Look through the material that follows and show every line with the string "white".
>>>>
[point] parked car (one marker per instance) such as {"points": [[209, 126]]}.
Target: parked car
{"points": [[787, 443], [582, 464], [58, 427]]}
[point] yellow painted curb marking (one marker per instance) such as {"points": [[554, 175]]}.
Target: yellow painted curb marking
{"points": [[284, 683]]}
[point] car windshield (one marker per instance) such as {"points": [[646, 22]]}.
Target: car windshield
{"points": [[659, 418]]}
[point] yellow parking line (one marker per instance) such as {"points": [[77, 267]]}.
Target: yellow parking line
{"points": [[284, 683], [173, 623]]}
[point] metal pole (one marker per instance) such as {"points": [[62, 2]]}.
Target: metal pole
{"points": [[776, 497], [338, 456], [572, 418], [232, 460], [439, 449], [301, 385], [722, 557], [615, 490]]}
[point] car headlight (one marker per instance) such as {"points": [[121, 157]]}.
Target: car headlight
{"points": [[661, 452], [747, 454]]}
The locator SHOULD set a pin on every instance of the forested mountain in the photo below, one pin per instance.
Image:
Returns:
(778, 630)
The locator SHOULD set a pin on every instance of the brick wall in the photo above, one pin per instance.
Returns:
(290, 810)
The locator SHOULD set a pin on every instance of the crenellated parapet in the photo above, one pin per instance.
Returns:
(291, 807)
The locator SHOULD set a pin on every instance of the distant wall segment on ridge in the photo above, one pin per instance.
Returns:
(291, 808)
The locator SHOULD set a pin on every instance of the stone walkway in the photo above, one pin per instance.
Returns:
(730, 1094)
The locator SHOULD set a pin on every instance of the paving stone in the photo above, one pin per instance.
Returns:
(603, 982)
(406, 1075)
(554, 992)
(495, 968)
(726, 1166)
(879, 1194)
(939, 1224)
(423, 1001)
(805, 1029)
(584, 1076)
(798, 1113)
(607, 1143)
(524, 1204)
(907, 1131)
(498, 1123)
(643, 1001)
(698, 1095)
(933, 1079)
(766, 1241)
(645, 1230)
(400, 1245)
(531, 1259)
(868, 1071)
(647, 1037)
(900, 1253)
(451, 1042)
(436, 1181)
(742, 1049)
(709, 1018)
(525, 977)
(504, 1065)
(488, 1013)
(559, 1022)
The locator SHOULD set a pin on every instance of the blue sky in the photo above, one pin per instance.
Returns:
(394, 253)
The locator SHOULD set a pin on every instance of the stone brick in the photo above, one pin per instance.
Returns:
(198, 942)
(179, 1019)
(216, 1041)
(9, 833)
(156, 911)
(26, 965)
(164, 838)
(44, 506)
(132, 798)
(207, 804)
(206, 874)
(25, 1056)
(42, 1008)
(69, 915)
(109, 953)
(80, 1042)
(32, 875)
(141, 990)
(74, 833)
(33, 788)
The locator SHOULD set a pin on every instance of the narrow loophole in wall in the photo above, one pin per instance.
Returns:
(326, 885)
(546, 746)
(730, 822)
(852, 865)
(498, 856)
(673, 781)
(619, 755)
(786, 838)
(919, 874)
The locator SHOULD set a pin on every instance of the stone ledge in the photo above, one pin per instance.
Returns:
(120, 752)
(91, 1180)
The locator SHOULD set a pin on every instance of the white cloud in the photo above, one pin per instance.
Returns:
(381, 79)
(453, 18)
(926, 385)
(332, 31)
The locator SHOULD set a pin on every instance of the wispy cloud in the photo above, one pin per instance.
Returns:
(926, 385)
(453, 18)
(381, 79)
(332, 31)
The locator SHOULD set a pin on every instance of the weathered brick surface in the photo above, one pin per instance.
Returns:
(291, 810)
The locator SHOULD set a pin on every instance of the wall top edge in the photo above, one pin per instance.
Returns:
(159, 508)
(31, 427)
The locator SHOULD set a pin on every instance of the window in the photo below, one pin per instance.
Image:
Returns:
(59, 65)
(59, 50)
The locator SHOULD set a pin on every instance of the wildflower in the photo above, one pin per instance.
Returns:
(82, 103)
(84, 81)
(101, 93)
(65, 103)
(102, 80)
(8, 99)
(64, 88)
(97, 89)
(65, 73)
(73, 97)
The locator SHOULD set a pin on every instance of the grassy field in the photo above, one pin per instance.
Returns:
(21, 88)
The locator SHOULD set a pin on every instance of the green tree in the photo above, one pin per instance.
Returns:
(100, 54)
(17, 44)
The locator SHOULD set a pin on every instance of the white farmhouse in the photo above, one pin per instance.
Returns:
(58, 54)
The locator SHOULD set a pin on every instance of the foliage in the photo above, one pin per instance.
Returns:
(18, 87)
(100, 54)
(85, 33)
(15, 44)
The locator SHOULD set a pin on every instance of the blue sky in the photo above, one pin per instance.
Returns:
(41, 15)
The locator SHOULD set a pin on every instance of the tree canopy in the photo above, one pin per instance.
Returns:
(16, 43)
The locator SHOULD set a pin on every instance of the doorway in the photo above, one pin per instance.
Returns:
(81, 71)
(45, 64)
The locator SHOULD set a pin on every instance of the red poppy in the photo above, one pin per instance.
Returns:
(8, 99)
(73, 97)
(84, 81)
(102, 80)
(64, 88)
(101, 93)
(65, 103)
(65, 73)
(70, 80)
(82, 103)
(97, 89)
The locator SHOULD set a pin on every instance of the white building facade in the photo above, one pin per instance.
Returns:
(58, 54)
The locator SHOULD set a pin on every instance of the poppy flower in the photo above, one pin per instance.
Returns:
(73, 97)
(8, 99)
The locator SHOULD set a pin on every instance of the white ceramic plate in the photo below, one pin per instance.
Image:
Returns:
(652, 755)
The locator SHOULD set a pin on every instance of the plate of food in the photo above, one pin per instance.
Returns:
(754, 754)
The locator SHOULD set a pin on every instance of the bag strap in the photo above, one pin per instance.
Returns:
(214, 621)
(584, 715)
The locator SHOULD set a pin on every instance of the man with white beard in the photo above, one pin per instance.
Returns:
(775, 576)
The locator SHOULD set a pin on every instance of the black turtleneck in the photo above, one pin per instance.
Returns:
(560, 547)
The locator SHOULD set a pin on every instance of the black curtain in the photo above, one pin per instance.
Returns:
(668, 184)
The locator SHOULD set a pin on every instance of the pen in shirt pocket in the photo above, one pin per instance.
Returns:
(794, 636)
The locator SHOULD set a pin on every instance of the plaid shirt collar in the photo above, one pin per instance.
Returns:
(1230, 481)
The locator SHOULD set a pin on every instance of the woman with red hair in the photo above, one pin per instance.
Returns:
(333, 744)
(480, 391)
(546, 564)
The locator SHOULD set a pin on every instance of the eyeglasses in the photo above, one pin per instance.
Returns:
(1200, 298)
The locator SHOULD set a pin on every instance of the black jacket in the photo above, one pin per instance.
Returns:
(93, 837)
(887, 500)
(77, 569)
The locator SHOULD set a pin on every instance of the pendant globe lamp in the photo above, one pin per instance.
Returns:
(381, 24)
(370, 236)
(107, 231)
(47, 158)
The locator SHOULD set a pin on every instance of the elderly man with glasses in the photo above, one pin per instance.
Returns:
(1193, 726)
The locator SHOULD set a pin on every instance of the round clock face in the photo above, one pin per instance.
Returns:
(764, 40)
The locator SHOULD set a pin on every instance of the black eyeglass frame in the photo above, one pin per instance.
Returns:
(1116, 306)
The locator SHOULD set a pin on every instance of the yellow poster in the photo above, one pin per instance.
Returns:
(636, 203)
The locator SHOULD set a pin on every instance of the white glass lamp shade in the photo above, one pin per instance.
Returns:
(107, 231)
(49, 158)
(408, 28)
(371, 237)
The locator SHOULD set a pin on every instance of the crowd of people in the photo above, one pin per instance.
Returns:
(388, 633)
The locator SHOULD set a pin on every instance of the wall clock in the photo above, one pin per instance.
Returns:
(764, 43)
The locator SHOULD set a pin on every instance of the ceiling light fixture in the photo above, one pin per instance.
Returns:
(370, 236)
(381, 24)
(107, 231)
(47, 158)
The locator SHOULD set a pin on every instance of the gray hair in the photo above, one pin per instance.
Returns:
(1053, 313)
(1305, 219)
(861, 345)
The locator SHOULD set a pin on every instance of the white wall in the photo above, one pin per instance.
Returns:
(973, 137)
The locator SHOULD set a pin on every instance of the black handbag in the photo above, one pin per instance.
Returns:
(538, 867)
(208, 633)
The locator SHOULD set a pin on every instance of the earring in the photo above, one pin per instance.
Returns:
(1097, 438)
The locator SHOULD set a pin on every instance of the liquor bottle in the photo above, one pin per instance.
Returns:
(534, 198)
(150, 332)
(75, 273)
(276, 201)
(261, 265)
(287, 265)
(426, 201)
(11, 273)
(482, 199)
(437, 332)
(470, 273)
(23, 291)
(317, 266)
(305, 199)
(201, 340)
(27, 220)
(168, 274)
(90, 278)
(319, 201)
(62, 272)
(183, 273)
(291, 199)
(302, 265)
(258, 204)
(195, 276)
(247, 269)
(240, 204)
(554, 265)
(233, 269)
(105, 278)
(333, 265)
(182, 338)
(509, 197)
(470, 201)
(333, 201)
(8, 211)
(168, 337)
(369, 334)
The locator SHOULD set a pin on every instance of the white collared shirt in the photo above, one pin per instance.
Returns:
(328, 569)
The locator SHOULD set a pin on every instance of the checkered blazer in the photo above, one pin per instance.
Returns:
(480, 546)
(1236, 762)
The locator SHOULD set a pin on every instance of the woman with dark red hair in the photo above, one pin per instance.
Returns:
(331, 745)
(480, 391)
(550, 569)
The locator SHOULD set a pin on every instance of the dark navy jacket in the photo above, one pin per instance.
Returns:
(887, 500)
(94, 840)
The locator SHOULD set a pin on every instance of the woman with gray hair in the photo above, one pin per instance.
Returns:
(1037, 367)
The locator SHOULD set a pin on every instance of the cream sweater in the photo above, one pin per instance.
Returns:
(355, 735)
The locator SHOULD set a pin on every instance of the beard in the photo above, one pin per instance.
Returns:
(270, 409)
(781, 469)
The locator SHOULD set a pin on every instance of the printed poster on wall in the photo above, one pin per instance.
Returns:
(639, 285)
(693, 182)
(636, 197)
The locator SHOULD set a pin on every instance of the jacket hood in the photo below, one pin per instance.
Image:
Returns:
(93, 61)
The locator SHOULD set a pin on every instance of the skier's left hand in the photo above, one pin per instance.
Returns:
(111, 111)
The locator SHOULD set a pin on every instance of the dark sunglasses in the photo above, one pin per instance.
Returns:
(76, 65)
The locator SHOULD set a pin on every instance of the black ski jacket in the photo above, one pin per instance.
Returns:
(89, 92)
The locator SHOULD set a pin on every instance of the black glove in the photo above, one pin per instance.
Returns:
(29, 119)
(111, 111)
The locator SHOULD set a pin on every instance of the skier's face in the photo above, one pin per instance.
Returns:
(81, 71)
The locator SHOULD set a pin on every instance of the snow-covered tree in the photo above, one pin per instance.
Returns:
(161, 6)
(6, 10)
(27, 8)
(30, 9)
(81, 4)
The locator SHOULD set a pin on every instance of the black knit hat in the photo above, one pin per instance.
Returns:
<<<<
*COMPLETED TASK:*
The locator SHOULD set a pin on every instance of the white cloud in the photo above, one pin per instance.
The locator SHOULD set a pin on every instance of the white farmhouse in the photo above, one pin per instance.
The locator SHOULD set a pin on every instance of the white building facade in the photo above, one pin per instance.
The locator SHOULD set a pin on every instance of the white ceramic plate in the photo below, one pin per instance.
The locator SHOULD set a pin on every instance of the man with white beard in the photo above, one pin per instance.
The locator SHOULD set a pin on every instance of the white glass lamp shade in the photo above, one pin per instance.
The locator SHOULD set a pin on every instance of the white wall in the photo above, one pin per instance.
The locator SHOULD set a pin on every instance of the white collared shirt in the photo above, one pin per instance.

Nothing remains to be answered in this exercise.